## [Порядок выполнения]
Перепишите абзац фрагмента ниже, начинающийся словами «Критика отмечает, что Кэздан», в виде краткого списка, сохранив его основные факты.

## [Выбранный фрагмент]
ИНТЕЛРОС > №130, 2014 > Семиотика самоубийства в фильме Лоуренса Кэздана "Большое разочарование"

Наталия Няголова
Семиотика самоубийства в фильме Лоуренса Кэздана "Большое разочарование"


03 марта 2015

Фильм Лоуренса Кэздана «The Big Chill» – «Большое разочарование» (в других переводах – «Большое несчастье», «Большой холод», «Большой озноб») – вышел на экраны США в 1983 году. К тому времени у власти третий год находилась администрация Рональда Рейгана, обещающего победу над «Империей зла», восстановление американской экономики, снижение налогов и усиление рыночной инициативы. В среде адептов леворадикальной фразеологии и участников антивоенных маршей зрело разочарование. Несмотря на экономический подъем, в воздухе «пахло» крушением идеи «нерепрессивной цивилизации» и «эрозией духа». Кэтрин ван Спэнкерен отмечает: «Прошло еще немного времени, и в свои права вступили восьмидесятые годы – так называемая “эпоха эгоизма”, когда люди стали больше заботиться о своих личных нуждах и уделять меньше внимания серьезным общественным проблемам»[1]. Американское кино 1980-х отражает эту двойную кодификацию общественной жизни: с одной стороны, новый президент и вчерашний актер пропагандирует идею о том, что «кино должно быть развлечением», а с другой – ленты режиссеров поколения «беби-бума», которые формируются как авторы в условиях контркультуры 1960–1970-х годов, демонстрируют социальную и нравственную ностальгию по «бурным 60-м».

Критика отмечает, что Кэздан, будучи представителем этого кинопоколения, относится к кинематографу как к литературе: для него крайне важны сюжет и диалог. Это не случайно – режиссер получил филологическое образование, и его внимание к тексту, к стилистике фильма сохраняется на всем протяжении творчества. Уже в ранних картинах он обращается к экзистенциальной проблематике. Он дебютирует в 1981 году фильмом «Жар тела» (римейк фильма-нуар 1940-х), а в «Большом разочаровании» показывает процесс взросления поколения хиппи в контексте «рейганомики». Почти одновременно с «Большим разочарованием» на экран выходят еще два фильма с аналогичным сюжетом: «Возвращение Сикокус 7» («Return of the Secaucus 7», 1980) Джона Сейлза и телесериал «Hometown» (1985). Они содержат реминисценции, отсылающие к неспокойным десятилетиям «идей».

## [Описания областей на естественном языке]
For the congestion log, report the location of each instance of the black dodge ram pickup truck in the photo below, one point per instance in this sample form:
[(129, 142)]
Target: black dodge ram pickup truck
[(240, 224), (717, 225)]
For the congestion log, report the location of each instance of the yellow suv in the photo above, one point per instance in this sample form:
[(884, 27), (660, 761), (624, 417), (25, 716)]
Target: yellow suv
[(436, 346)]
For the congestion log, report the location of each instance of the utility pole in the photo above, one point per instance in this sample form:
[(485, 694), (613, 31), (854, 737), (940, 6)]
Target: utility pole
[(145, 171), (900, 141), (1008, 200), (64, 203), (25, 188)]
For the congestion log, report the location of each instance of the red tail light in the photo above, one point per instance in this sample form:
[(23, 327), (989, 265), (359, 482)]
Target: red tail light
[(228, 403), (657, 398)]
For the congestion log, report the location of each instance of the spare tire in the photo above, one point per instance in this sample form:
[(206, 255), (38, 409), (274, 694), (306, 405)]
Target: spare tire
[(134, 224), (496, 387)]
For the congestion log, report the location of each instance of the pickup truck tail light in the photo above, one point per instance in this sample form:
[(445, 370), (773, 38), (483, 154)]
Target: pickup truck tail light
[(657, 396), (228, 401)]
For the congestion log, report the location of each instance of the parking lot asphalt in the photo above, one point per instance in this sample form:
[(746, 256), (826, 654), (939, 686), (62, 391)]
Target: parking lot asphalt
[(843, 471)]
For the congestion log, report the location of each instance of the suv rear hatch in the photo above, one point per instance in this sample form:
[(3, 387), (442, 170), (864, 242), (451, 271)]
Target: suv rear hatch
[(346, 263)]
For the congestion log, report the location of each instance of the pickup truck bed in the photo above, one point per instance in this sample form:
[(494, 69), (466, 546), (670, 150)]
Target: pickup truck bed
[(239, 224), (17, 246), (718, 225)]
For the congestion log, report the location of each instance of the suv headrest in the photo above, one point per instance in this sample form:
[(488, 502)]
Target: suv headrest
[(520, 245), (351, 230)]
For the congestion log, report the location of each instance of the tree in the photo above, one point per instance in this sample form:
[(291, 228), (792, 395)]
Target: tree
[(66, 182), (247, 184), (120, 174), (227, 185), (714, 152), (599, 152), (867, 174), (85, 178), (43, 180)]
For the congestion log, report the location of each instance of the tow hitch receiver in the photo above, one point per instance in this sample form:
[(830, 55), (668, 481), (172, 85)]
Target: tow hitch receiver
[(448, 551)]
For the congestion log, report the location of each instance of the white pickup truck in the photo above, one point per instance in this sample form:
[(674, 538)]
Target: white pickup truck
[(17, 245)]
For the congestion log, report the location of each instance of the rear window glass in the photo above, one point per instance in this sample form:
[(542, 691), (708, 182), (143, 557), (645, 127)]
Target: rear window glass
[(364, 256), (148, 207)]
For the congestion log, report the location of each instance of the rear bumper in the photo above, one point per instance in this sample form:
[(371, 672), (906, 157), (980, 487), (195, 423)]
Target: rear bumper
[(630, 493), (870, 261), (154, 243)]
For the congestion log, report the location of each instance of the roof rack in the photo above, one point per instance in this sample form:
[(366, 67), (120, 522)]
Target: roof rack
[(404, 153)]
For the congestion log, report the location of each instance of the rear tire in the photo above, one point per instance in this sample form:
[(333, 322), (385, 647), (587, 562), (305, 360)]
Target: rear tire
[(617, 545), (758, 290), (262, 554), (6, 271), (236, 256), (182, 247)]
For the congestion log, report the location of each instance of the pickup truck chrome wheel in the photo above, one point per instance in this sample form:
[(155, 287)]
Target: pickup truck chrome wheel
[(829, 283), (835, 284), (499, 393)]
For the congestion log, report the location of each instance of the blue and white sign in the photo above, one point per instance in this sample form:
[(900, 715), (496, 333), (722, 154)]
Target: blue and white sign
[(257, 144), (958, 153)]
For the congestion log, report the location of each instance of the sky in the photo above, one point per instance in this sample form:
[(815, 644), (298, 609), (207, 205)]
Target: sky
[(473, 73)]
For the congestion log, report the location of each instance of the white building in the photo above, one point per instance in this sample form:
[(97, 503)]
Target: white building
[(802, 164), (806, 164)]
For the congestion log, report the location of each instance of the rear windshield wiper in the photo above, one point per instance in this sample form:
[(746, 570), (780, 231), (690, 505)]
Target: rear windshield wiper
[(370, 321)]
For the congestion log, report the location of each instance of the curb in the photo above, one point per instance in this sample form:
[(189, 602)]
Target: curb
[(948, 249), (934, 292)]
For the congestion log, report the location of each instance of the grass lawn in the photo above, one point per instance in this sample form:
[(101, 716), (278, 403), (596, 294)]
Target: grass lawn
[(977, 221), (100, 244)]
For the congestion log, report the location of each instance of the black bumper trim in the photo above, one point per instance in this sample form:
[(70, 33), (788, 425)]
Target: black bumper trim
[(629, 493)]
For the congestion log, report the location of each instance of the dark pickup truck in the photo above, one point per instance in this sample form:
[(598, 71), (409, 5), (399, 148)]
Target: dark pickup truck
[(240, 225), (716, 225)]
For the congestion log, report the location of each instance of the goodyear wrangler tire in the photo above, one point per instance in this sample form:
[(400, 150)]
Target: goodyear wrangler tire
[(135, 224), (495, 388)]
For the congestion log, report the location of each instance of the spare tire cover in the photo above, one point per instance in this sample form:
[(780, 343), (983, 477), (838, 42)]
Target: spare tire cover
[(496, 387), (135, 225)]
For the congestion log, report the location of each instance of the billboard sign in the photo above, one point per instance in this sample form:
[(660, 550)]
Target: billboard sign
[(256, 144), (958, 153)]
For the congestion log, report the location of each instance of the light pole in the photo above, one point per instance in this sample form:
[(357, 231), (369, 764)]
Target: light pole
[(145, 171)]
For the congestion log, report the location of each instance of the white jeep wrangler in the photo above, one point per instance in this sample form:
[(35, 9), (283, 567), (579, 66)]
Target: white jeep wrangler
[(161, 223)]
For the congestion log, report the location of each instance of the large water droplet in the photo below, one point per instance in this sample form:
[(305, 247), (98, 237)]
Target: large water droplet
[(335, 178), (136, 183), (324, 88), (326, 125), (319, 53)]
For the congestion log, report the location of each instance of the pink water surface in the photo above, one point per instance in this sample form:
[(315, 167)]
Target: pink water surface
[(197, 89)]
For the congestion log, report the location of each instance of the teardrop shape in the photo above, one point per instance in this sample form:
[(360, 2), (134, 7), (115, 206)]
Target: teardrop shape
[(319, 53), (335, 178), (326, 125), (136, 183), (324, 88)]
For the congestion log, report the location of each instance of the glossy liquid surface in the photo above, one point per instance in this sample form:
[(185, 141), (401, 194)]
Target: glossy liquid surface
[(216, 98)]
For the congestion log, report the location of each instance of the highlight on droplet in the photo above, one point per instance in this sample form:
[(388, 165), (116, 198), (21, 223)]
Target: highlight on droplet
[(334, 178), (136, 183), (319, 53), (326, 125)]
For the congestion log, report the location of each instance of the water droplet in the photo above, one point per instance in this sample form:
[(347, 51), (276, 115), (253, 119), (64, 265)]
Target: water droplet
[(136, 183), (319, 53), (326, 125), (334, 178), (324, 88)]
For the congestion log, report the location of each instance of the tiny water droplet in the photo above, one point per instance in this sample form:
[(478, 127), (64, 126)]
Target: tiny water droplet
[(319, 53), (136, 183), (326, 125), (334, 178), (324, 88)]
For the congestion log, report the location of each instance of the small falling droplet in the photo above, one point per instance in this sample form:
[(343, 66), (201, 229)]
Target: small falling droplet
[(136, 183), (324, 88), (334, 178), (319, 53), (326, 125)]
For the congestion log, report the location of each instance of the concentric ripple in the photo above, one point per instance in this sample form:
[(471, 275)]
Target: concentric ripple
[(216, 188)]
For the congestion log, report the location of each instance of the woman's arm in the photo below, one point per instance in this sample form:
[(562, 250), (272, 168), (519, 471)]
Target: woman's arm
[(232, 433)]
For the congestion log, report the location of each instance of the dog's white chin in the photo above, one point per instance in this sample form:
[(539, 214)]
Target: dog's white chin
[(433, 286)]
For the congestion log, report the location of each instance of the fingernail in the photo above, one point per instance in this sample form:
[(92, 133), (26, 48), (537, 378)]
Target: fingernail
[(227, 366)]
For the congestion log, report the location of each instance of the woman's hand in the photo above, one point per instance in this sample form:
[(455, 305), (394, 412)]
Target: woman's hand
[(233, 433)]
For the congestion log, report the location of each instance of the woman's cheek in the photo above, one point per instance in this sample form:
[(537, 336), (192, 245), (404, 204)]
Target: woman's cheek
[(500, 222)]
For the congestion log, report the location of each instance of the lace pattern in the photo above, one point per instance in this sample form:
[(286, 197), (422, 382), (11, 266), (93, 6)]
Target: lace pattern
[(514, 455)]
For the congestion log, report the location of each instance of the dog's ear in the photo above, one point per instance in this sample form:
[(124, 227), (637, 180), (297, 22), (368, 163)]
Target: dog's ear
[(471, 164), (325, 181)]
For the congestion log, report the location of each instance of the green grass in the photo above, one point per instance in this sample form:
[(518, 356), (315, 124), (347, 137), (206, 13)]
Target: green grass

## [Ответ на задание]
- По мнению критики, Кэздан как представитель поколения «беби-бума» относится к кино как к литературе: для него крайне важны сюжет и диалог.
- Режиссер получил филологическое образование, и внимание к тексту и стилистике фильма сохраняется во всем его творчестве.
- Уже в ранних картинах он обращается к экзистенциальной проблематике.
- Дебют — «Жар тела» (1981), римейк фильма-нуар 1940-х.
- В «Большом разочаровании» показан процесс взросления поколения хиппи в контексте «рейганомики».
- Почти одновременно вышли еще две работы с аналогичным сюжетом: «Возвращение Сикокус 7» (1980) Джона Сейлза и телесериал «Hometown» (1985).
- Они содержат реминисценции, отсылающие к неспокойным десятилетиям «идей».